Supplied text ->
──────────
Included with the letter was a questionnaire soliciting information from Petitioners regarding the Property and its use. The questionnaire was completed by Mr. Solano and returned to the Department in a timely manner.
Mr. Solano marked a box on the questionnaire indicating that the Property is “[o]ccupied by a corporation in which a corporate officer is the property owner,” and he identified the Corporation as the entity occupying the Property.
In response to the question as to “which of the following considerations are received by you,” Mr. Solano marked the following boxes: “The corporation remits payment for the mortgage loan”; “I do not receive rental income, but the related entity pays the mortgage payments”; and “No consideration is received from this related entity.”
In response to the questions regarding the “monthly gross rental income of the property” and the “amount of real estate taxes . . . paid on the property by the lessee” for 2000 through 2003, Mr. Solano answered $0 for all periods.
Terry Milligan, a tax specialist with the Department, determined based upon Mr. Solano’s responses on the questionnaire that the Corporation’s use of the Property was subject to the sales tax on rentals.
Mr. Milligan advised Petitioners of that determination by letter dated July 29, 2003. The letter requested that Petitioners provide “a detailed month by month breakdown of rent (or mortgage payment) amounts, any other consideration, and property taxes that you received from the tenant (or tenant paid on your behalf) for the last thirty-six (36) months).” (Emphasis in original).
Petitioners responded to Mr. Milligan’s request through a letter dated August 11, 2003. The letter explained that the reason that the title to the Property appeared under Petitioners’ name rather than the Corporation's name is “due to credit history.” More specifically, the letter stated that “[i]t was decided by the Board members, my wife and our [] children, to put it under our name since we have a long history of good credit.” Included with the letter was a bank statement showing the monthly mortgage payment of $2,044.91 and a notice
of the proposed property tax assessment from Orange County for the Property, which was addressed to the Corporation.
In addition to providing the requested documentation to Mr. Milligan, one of Petitioners’ daughters, Joylynn Aviles, spoke with Mr. Milligan to explain the circumstances relating to the financing and use of the Property. Ms. Aviles is the Secretary of the Corporation.
Ms. Aviles also spoke with Mr. Milligan’s supervisor and an individual in the Department’s legal division. When it became apparent that the matter could not be resolved informally, Ms. Aviles requested that Mr. Milligan issue a final assessment so that Petitioners could bring a formal protest. In response, the Department issued the NOFA on September 11, 2003.
──────────
[Rows taken from a dataset]
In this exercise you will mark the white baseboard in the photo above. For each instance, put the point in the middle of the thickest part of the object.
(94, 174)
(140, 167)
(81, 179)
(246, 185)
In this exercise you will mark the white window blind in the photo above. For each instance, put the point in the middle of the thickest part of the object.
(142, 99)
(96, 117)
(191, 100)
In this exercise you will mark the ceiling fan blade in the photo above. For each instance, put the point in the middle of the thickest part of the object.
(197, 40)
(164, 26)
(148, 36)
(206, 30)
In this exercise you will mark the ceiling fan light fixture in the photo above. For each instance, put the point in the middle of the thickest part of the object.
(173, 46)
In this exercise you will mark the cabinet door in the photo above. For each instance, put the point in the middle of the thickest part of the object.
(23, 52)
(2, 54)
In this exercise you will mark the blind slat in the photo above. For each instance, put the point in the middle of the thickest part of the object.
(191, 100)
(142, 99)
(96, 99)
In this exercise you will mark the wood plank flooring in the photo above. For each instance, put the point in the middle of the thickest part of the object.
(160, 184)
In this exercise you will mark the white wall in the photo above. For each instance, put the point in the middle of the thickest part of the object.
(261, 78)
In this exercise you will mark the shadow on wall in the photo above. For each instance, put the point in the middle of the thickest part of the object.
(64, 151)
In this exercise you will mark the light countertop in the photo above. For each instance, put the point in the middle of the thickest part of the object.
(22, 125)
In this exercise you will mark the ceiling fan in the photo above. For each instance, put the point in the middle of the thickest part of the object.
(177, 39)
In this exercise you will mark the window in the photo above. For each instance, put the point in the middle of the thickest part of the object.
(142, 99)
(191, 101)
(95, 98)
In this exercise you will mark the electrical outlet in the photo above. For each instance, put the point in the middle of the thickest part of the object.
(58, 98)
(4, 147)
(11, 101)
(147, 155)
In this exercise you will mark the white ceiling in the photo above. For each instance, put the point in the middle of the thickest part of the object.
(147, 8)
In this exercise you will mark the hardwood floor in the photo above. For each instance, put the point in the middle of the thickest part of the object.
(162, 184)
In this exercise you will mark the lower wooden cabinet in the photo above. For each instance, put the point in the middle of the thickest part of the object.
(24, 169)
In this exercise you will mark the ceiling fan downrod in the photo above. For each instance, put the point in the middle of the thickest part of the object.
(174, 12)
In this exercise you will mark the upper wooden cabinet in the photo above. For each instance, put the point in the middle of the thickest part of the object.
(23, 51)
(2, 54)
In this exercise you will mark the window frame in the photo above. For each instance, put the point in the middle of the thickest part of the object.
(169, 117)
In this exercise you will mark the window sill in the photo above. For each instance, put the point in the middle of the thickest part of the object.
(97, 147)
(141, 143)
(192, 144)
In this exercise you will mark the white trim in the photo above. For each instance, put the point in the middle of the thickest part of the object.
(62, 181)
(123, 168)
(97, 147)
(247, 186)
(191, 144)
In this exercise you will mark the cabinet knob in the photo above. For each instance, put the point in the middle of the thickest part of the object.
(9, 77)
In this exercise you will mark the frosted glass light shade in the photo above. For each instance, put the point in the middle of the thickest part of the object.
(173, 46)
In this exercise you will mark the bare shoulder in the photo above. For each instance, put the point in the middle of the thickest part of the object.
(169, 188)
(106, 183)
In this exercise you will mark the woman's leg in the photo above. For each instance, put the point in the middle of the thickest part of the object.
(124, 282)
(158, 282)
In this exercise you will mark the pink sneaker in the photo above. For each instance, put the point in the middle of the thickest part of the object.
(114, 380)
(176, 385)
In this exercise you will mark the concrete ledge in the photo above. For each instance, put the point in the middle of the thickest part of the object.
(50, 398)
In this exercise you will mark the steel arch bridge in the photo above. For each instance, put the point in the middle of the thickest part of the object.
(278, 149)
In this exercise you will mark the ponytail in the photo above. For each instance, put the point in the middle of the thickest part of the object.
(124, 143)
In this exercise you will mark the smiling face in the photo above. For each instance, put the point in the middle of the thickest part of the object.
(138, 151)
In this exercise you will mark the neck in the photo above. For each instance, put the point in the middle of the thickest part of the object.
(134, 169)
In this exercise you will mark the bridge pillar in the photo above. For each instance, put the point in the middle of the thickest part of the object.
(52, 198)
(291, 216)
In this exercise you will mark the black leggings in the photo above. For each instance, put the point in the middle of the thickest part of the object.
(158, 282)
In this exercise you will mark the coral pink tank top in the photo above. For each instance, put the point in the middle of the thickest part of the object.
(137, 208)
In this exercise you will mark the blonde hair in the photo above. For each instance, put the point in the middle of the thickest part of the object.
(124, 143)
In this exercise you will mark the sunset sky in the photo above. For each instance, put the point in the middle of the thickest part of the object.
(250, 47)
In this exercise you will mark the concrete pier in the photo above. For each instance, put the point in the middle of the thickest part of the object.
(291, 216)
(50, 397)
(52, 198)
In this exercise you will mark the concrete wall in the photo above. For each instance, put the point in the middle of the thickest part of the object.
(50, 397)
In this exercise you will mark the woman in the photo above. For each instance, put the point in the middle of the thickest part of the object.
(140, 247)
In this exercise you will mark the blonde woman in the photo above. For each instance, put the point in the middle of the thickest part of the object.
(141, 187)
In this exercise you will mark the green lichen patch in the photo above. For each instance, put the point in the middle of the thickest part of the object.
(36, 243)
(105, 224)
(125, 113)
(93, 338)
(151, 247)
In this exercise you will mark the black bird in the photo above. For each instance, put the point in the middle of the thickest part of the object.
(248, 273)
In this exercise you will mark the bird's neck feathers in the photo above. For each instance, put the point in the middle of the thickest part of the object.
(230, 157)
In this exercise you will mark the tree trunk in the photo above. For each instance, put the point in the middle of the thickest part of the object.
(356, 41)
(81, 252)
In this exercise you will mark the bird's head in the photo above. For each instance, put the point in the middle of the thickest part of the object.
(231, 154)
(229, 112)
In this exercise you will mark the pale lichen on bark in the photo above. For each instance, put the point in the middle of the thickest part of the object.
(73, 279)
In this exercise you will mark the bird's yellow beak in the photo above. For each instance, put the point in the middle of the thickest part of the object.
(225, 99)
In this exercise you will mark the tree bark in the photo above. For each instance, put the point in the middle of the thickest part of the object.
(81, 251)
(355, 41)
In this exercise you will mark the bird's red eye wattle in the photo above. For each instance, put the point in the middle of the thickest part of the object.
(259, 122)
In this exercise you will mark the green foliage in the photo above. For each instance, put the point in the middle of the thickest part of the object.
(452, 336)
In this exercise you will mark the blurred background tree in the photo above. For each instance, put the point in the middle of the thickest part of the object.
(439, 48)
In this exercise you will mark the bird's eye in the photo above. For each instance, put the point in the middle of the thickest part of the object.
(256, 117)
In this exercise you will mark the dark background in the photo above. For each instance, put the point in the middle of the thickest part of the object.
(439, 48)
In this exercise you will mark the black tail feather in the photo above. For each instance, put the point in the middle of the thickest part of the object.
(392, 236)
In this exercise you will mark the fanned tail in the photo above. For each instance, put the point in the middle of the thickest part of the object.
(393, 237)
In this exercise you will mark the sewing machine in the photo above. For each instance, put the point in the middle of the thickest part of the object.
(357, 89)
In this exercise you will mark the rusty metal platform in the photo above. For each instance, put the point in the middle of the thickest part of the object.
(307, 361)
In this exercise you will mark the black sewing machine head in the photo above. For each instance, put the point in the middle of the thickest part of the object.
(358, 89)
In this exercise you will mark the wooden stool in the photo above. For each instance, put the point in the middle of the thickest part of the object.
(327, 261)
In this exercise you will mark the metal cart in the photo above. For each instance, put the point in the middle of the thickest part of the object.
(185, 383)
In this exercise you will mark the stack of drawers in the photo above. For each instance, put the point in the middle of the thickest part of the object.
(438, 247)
──────────
Given request 1 ->
Decide whether each statement agrees with the sales tax passage, answering yes or no and quoting the deciding words: (a) Mr. Solano reported $0 monthly gross rental income for 2000 through 2003; (b) the August 11, 2003 letter said the title was placed in Petitioners' name because of the Corporation's tax status; (c) Ms. Aviles is the Treasurer of the Corporation.
Given request 2 ->
Quote everything in the sales tax passage from "Mr. Milligan advised" down to "(Emphasis in original).".
Given request 3 ->
Write what comes next in the sales tax passage, picking up after its final sentence.

Task output 1 ->
(a) Yes: "for 2000 through 2003, Mr. Solano answered $0 for all periods."
(b) No: "due to credit history."
(c) No: "Ms. Aviles is the Secretary of the Corporation."

Task output 2 ->
Mr. Milligan advised Petitioners of that determination by letter dated July 29, 2003. The letter requested that Petitioners provide “a detailed month by month breakdown of rent (or mortgage payment) amounts, any other consideration, and property taxes that you received from the tenant (or tenant paid on your behalf) for the last thirty-six (36) months).” (Emphasis in original).

Task output 3 ->
The NOFA was preceded by a spreadsheet dated September 3, 2003, which showed how Mr. Milligan calculated the tax, penalties, and interest amounts set forth in the NOFA.
As described in Mr. Milligan’s spreadsheet and his testimony at the hearing, the tax was computed based upon the monthly mortgage payments of $2044.91 made by the Corporation from June 2000 to August 2003.
The June 2000 start-date for the assessment corresponds to the 36-month period referred to in Mr. Milligan’s July 29, 2003, letter; it also happens to correspond to the date that Corporation began making the mortgage payments.
The August 2003 end-date for the assessment was used because it was the month preceding the date of the NOFA. The Department has not sought to expand the assessment to include the period between August 2003 and October 2003 when the Property was formally deeded to the Corporation.
The NOFA does not include any assessment for the property taxes, insurance or other expenses paid by the Corporation on the Property. The Department has not sought to expand the assessment to include those amounts.
The sales tax rate in effect in Orange County during the assessment period was six percent from June 2000 through December 2002, and it was 6.5 percent from January 2003 through August 2003. The 0.5 percent increase resulted from the imposition of a county surtax of some kind.
The NOFA calculated a total tax due of $4,784.91. As shown in Mr. Milligan’s spreadsheet, that amount was calculated by multiplying the monthly mortgage payment by the tax rate in effect at the time of the payment and then totaling those monthly amounts.
The NOFA calculated $465.79 in interest due on the unpaid tax through September 13, 2003. As shown in
Mr. Milligan’s spreadsheet, that amount was calculated at the applicable statutory rates.
Interest continues to accrue at 53 cents per day.
The NOFA calculated a penalty due of $2,233.97. That amount was calculated based upon the applicable statutory rate as shown in Mr. Milligan’s spreadsheet and explained in the NOFA.
In total, the NOFA imposed an assessment of $7,566.43.
That amount includes the taxes, interest, and penalties described above.
The NOFA informed Petitioners of the procedure by which they could protest the Department's assessment.
On November 10, 2003, the Department received Petitioners' timely protest of the assessment. This proceeding followed.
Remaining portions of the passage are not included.